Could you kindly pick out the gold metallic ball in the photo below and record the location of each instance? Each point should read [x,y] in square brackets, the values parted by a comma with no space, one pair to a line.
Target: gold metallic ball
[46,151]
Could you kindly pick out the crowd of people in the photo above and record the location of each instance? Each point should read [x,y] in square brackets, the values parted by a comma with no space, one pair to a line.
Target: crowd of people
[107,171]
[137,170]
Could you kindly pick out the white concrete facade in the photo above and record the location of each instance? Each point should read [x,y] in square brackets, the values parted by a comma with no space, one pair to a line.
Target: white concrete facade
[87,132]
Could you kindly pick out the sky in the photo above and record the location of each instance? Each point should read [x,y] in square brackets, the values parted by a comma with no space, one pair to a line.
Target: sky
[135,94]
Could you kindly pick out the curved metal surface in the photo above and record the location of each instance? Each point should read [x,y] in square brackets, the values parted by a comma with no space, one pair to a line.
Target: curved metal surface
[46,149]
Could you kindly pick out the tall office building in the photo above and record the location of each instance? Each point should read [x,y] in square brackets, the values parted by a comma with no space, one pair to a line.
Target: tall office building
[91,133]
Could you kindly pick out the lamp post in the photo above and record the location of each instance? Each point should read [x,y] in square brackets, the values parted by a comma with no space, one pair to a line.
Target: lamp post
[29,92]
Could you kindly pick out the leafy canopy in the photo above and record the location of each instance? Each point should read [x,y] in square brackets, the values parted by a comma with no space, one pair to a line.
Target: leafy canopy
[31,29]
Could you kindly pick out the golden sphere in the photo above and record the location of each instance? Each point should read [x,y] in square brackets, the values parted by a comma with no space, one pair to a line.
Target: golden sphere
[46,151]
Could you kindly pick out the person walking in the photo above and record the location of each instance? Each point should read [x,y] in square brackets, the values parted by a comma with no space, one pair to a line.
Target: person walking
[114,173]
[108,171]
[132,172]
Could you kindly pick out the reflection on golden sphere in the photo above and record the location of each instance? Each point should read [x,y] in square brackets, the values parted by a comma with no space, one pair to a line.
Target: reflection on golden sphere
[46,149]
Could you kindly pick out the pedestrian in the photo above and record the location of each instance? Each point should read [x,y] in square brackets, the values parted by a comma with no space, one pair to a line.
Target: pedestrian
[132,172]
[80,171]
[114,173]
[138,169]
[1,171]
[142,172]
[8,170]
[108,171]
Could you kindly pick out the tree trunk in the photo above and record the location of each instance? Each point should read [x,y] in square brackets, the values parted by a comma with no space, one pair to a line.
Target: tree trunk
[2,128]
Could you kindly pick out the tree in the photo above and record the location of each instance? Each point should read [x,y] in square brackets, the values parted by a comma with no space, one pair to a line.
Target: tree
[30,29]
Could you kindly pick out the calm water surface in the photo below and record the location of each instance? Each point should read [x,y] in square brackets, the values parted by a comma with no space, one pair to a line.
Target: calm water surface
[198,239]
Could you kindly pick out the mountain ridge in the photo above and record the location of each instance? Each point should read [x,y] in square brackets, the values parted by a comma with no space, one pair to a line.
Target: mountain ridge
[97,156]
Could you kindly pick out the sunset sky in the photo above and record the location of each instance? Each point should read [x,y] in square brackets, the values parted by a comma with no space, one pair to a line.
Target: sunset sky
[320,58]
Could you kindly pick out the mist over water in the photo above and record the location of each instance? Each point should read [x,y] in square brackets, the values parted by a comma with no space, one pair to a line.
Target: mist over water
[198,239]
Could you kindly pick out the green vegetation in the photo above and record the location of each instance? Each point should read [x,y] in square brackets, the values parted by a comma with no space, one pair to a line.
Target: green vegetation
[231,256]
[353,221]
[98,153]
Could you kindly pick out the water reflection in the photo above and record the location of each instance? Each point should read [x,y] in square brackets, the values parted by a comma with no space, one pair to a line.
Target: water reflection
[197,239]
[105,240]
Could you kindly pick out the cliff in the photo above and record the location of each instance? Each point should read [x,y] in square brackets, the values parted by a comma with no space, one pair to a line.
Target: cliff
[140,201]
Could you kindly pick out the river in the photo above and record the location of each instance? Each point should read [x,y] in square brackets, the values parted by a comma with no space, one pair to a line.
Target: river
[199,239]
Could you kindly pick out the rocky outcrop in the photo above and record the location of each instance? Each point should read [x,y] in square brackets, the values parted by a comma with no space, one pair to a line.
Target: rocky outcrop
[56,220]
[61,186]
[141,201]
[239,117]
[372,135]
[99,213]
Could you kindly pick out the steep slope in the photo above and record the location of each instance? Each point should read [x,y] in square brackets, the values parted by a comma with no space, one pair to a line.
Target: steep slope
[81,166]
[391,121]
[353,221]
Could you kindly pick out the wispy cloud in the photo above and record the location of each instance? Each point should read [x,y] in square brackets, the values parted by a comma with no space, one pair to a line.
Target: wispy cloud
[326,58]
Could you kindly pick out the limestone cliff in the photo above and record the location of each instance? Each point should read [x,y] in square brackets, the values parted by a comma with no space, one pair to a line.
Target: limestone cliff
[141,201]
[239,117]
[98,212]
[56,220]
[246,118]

WRITTEN REQUEST :: Make an exact copy of every entry.

EXERCISE SOLUTION ::
Could you kindly pick out the gold metallic ball in the photo below and record the location of each instance? Each point should read [x,y] in square brackets, the values parted by a comma with no space, one pair to a line.
Target: gold metallic ball
[46,151]
Could you kindly pick out the crowd of people in the photo above and record the location of each instance? Each point should read [x,y] in square brackets, the values parted by a comma with no space, one pair to a line.
Target: crowd of people
[107,171]
[137,170]
Could you kindly pick out the white concrete facade in the photo above and record the location of each instance? Each point should read [x,y] in square brackets, the values parted by a comma with no space, one pair to a line.
Target: white concrete facade
[87,132]
Could you kindly pick out the sky in the photo above and record the location of each instance? Each point should read [x,y] in square brackets, the values parted by a comma with no space, one pair to a line.
Target: sky
[135,94]
Could you kindly pick out the curved metal surface in the photo above and record the location of each instance? Each point should read [x,y] in square brackets, the values parted by a comma with no space, one pair to a line.
Target: curved metal surface
[46,149]
Could you kindly pick out the tall office building in the photo above and record the location of each instance? Each point should read [x,y] in square brackets, the values parted by a comma with no space, one pair to a line.
Target: tall office building
[91,133]
Could you kindly pick out the lamp post in the photo above and record the location of each instance? Each point should read [x,y] in square brackets, the values parted by a comma with no space, one pair to a line.
Target: lamp post
[29,92]
Could you kindly pick out the leafy canopy in the photo above and record the location of each instance? Each point should read [x,y] in square brackets, the values parted by a comma with no space, one pair to a line.
Target: leafy canopy
[31,29]
Could you kindly pick out the golden sphere in the photo above and record the location of each instance? Each point should read [x,y] in square brackets, the values parted by a comma with no space, one pair to a line.
Target: golden sphere
[46,151]
Could you kindly pick out the person walking in the photo above and record the location of each instance? Each point should read [x,y] in square brackets, the values parted by a comma with no space, one pair to a line.
Target: person walking
[114,173]
[108,171]
[132,172]
Could you kindly pick out the reflection on golden sphere in the photo above and record the location of each instance? Each point should read [x,y] in square brackets, the values parted by a comma with no space, one pair to a line.
Target: reflection on golden sphere
[46,149]
Could you kindly pick out the pedestrian in the photo above and record the location of each instance? Each point should read [x,y] in square brackets, the values parted by a comma with no space, one pair to a line.
Target: pedestrian
[132,172]
[80,171]
[114,173]
[138,169]
[1,171]
[142,172]
[8,170]
[108,171]
Could you kindly pick out the tree trunk in the photo above and record the location of each instance? Each point should read [x,y] in square brackets, the values parted by a comma with no space, one pair to a line.
Target: tree trunk
[2,128]
Could you kindly pick out the tree in the photo above and record the location of each instance? Each point should read [x,y] in square brackets, the values parted by a comma with no space, one pair to a line.
Target: tree
[30,29]
Could you kindly pick out the calm water surface in the photo below and record the location of each instance? Each point should read [x,y] in square brackets, the values parted by a comma with no space, one pair to a line.
Target: calm water surface
[198,239]
Could you kindly pick out the mountain ridge in the photo above and record the location of each instance? Each point should read [x,y] in square brackets, the values parted by a comma with no space, one pair to a line.
Target: mountain ridge
[97,156]
Could you kindly pick out the sunset sky in the photo above and record the location of each instance? Each point should read [x,y] in square brackets, the values parted by a comma with no space, one pair to a line.
Target: sunset sky
[320,58]
Could you kindly pick out the mist over water in the photo above and record the location of each instance? Each point should read [x,y] in square brackets, the values parted by a comma with no space, one pair to a line.
Target: mist over water
[198,239]
Could you kindly pick out the green vegetation in the photo above and record the location of each instance? Each point should read [x,y] in square brackets, the values parted by a comma with no space, one pair to a line.
Target: green vegetation
[231,256]
[353,221]
[98,153]
Could you kindly pick out the water reflection in the photo above and record the location of each instance? Each point should read [x,y] in square brackets, the values parted by a comma with no space, one pair to a line.
Target: water reflection
[197,239]
[105,240]
Could you kindly pick out the cliff in the photo above and record the location of each instance? Each point should read [x,y] in square brackets, the values parted by a comma with no space, one pair to a line.
Target: cliff
[140,201]
Could you kindly pick out the river in the photo above and record the location of each instance? Each point should read [x,y] in square brackets, the values parted by a comma with no space, one pair to a line.
Target: river
[199,239]
Could you kindly pick out the rocky outcrop in the photo above and record the location of each instance? Each point should read [x,y] in square brackets, the values parted by a comma with no space, one pair to a line.
Target: rocky outcrop
[56,220]
[61,186]
[141,201]
[239,117]
[372,135]
[99,213]
Could you kindly pick out the steep slope in the photo above and record the location of each instance? Each point should read [x,y] in square brackets, the values parted by a comma with no space, one pair to a line.
Target: steep slope
[81,166]
[391,121]
[353,221]
Could you kindly pick out the wispy cloud in the photo above and record the location of each instance? Each point should read [x,y] in square brackets, the values parted by a comma with no space, one pair to a line.
Target: wispy cloud
[326,58]
Could you kindly pick out the limestone cliff in the photo above and record the location of each instance? Each point should read [x,y] in square brackets, the values parted by a comma with no space, one pair to a line.
Target: limestone cliff
[141,201]
[239,117]
[98,212]
[56,220]
[246,118]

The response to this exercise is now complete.